- **PASSAGE**
########################################

Start a Conversation

Unsolved

C

14 Posts

1456

August 6th, 2020 17:00

Random UPS Shutdown During Memory Test (LCD error PWR1006 when running Windows Server)

Hi All,

We are low on budget and just went through massive layoff. We have an ongoing project to to add 10 new servers to replacing existing old R510 ones.

Having no budgets, we bought 10 used R620 off eBay resellers. Each has dual XEON E5-2680 2.7Ghz, with total of 16 cores/32 threads, 64GB memory and 8 brand new Dell certified 600GB 10K drives. These R620 servers have no Dell warranty.

We updated all firmware to the latest for all servers. Each comes with dual redundant 750-watt PSU. Each servers connect to two different UPS for redundancy. We have been using these two UPS for about 4 years without problems (for this rack).

Here is what we found.

1)  Ran Dell memory test. Under 2 weeks, both UPS were shut off in the middle of the night. We knew we got lemons from eBay resellers. The question is which one(s). I have no ideas which one(s) caused both UPS to be shut off.

########################################

- **EXERCISE SET**
1) Rewrite the UPS shutdown post between "We are low on" and "what we found.", inclusive, substituting "1100-watt" for "750-watt".
2) Proceed with the UPS shutdown post, continuing on from its final sentence.

Records from a data collection:
########################################

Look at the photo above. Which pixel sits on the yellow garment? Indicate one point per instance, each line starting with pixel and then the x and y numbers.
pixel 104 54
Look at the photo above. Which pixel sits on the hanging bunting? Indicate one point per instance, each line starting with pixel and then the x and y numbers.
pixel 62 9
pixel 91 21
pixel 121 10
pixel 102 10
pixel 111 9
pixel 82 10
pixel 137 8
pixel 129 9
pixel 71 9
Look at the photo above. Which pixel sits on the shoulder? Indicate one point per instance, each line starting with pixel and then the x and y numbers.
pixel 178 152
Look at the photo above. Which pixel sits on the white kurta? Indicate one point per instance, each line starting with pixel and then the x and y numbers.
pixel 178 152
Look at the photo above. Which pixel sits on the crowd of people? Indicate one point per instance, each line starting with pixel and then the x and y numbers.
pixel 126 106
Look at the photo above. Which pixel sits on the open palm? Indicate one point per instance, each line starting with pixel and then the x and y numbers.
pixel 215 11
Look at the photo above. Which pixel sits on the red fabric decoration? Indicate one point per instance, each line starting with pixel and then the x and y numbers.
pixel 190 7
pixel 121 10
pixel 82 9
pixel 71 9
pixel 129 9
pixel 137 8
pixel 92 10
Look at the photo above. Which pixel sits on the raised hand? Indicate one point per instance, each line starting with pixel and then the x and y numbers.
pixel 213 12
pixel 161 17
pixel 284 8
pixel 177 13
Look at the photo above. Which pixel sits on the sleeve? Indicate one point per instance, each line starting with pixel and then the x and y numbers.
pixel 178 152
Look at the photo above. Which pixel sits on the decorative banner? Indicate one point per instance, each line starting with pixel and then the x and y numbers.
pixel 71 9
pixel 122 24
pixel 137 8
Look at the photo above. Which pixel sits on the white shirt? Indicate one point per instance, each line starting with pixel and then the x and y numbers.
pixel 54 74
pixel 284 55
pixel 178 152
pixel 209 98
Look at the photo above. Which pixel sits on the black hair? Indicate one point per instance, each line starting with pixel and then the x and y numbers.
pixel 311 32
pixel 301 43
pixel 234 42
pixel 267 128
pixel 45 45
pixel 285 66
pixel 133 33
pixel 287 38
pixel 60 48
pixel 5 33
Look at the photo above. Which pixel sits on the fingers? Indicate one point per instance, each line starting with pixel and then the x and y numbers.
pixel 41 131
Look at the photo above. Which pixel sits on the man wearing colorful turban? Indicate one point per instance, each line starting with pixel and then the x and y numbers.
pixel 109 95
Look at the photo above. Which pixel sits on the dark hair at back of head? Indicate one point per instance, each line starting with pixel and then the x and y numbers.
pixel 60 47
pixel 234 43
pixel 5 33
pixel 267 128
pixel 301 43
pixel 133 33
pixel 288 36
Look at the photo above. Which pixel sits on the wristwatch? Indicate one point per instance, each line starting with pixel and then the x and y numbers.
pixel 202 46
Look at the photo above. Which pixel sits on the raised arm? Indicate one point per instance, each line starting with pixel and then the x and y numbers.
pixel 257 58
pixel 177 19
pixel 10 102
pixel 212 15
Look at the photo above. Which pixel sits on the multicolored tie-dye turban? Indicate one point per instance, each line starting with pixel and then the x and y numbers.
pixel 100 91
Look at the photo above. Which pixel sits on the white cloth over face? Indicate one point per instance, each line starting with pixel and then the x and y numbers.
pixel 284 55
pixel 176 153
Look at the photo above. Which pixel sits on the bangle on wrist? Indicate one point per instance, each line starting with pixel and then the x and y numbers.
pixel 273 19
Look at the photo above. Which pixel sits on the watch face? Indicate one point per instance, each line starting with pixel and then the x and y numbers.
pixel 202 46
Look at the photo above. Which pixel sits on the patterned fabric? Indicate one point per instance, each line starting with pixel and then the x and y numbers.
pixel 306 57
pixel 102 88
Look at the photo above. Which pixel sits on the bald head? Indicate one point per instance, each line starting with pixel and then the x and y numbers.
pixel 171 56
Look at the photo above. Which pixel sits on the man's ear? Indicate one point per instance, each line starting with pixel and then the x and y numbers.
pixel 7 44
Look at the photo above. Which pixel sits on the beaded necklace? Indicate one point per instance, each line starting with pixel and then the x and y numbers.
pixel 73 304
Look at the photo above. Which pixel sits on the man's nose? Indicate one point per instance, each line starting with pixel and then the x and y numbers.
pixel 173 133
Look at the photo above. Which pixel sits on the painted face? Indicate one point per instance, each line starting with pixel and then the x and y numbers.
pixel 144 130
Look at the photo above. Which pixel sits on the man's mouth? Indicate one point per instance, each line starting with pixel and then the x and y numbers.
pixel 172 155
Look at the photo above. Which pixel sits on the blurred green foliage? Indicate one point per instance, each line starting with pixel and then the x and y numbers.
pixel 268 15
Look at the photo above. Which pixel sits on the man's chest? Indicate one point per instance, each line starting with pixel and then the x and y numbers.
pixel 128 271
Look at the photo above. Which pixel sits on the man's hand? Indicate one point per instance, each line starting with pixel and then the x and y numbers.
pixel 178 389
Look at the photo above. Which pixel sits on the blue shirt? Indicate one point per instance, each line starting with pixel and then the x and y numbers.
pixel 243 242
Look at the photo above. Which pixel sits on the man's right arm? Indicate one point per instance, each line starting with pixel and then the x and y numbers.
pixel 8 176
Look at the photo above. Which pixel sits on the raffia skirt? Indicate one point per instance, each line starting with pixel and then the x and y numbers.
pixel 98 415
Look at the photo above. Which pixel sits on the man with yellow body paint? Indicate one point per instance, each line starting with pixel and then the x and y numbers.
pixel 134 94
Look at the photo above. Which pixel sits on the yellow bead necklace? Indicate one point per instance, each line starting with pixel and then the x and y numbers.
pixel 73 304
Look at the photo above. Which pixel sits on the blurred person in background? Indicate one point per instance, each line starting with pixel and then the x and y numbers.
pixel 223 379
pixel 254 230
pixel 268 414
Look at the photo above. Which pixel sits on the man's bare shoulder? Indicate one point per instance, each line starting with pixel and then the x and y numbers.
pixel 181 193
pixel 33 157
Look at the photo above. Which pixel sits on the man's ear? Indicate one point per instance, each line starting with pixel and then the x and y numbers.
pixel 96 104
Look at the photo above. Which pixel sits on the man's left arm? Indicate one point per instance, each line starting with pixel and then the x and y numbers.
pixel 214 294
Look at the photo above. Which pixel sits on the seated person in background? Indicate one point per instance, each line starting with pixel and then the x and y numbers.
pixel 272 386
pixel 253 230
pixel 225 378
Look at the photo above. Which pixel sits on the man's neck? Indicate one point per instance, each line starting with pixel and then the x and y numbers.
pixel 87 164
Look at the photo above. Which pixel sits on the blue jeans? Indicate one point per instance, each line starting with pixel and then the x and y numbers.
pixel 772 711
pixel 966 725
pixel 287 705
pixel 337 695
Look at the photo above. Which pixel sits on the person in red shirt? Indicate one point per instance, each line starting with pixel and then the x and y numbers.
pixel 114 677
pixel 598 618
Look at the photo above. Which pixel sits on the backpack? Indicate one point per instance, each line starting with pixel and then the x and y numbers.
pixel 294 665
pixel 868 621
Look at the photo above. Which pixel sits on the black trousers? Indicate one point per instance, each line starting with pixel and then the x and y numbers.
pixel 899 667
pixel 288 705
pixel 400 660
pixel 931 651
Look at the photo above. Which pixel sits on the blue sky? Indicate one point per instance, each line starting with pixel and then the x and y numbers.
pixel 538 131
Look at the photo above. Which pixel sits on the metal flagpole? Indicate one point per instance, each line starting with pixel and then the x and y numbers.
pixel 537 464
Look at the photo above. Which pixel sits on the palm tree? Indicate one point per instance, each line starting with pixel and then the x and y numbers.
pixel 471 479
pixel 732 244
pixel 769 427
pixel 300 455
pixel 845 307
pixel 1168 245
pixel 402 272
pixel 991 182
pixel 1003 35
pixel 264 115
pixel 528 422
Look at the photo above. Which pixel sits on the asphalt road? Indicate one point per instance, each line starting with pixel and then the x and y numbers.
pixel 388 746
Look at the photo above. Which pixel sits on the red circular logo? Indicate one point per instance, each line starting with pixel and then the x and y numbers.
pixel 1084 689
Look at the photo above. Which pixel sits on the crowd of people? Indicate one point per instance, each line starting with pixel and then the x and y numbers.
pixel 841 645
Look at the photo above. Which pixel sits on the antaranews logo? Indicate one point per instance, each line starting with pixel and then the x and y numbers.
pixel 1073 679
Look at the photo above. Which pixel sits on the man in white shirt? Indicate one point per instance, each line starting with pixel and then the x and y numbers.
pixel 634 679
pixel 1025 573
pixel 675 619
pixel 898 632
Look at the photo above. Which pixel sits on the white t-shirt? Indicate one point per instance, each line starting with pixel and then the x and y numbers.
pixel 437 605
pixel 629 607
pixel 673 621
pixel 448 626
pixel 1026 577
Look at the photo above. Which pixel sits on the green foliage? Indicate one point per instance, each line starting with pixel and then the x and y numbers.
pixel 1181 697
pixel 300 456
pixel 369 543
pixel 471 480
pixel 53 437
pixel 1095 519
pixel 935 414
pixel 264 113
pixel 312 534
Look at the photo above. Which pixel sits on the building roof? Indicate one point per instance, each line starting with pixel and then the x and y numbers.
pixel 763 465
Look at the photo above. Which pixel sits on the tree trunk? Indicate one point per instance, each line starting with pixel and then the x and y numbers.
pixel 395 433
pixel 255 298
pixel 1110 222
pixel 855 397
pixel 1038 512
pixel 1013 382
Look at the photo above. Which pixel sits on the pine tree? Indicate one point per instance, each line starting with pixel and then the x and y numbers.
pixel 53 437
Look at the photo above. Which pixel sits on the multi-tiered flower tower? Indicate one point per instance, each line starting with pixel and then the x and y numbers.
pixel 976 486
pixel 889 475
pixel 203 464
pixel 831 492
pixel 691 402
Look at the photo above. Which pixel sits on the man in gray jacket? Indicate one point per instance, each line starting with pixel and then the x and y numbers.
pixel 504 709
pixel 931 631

########################################

- **REPLIES**
1)
We are low on budget and just went through massive layoff. We have an ongoing project to to add 10 new servers to replacing existing old R510 ones.

Having no budgets, we bought 10 used R620 off eBay resellers. Each has dual XEON E5-2680 2.7Ghz, with total of 16 cores/32 threads, 64GB memory and 8 brand new Dell certified 600GB 10K drives. These R620 servers have no Dell warranty.

We updated all firmware to the latest for all servers. Each comes with dual redundant 1100-watt PSU. Each servers connect to two different UPS for redundancy. We have been using these two UPS for about 4 years without problems (for this rack).

Here is what we found.

2)
2) Because the rack was also used by production servers, we had to buy two brand new UPS to test these on a different rack.

3) Now, on a different rack with two brand new UPS. It doesn't shut off the brand new UPS this time. The newer UPS may be able to handle the power problems better.

4) We swapped the UPS to test the used R620 with the two older UPS.

5) No shut down yet with the same memory tests.

6) We installed Windows Server 2012 and the LCD has errors "PWR1006 System power exceeds capacity. System halted. Contact Support". It shuts down Windows Server.

It seems the problem may be the 750-watt PSU. I checked Dell doc at https://tinyurl.com/y49vsr58 and found each R620 most likely requires the 1100W PSU. We are not sure if the hardware itself is suitable to be repaired and be deployed for production.

My question is because we have been running hardware test for months using these under-capacity PSU, will it cause random hardware problems in the long run? I heard under-capacity PSU could damage logic board, CPU, etc (specially if used for a long while). We might have to cut our loss and buy new servers.

Let me know what you think. 

Chris

Moderator

 • 

3.1K Posts

August 6th, 2020 23:00

Hi,

 

Frankly, in a long run, you may face issues, as the system need to draw more power and PSU could not provide the sufficient power. 

 

Could you check in BIOS, what is the power profile at power management settings and have you tried looking at the PSU firmware, if it's possible for firmware availability. https://dell.to/2PyGVFf

 

Let me know if it helps.

14 Posts

August 7th, 2020 10:00

Hi Joey,

I just took over the project last week (after someone else tried to figure out what's wrong with it for almost a year).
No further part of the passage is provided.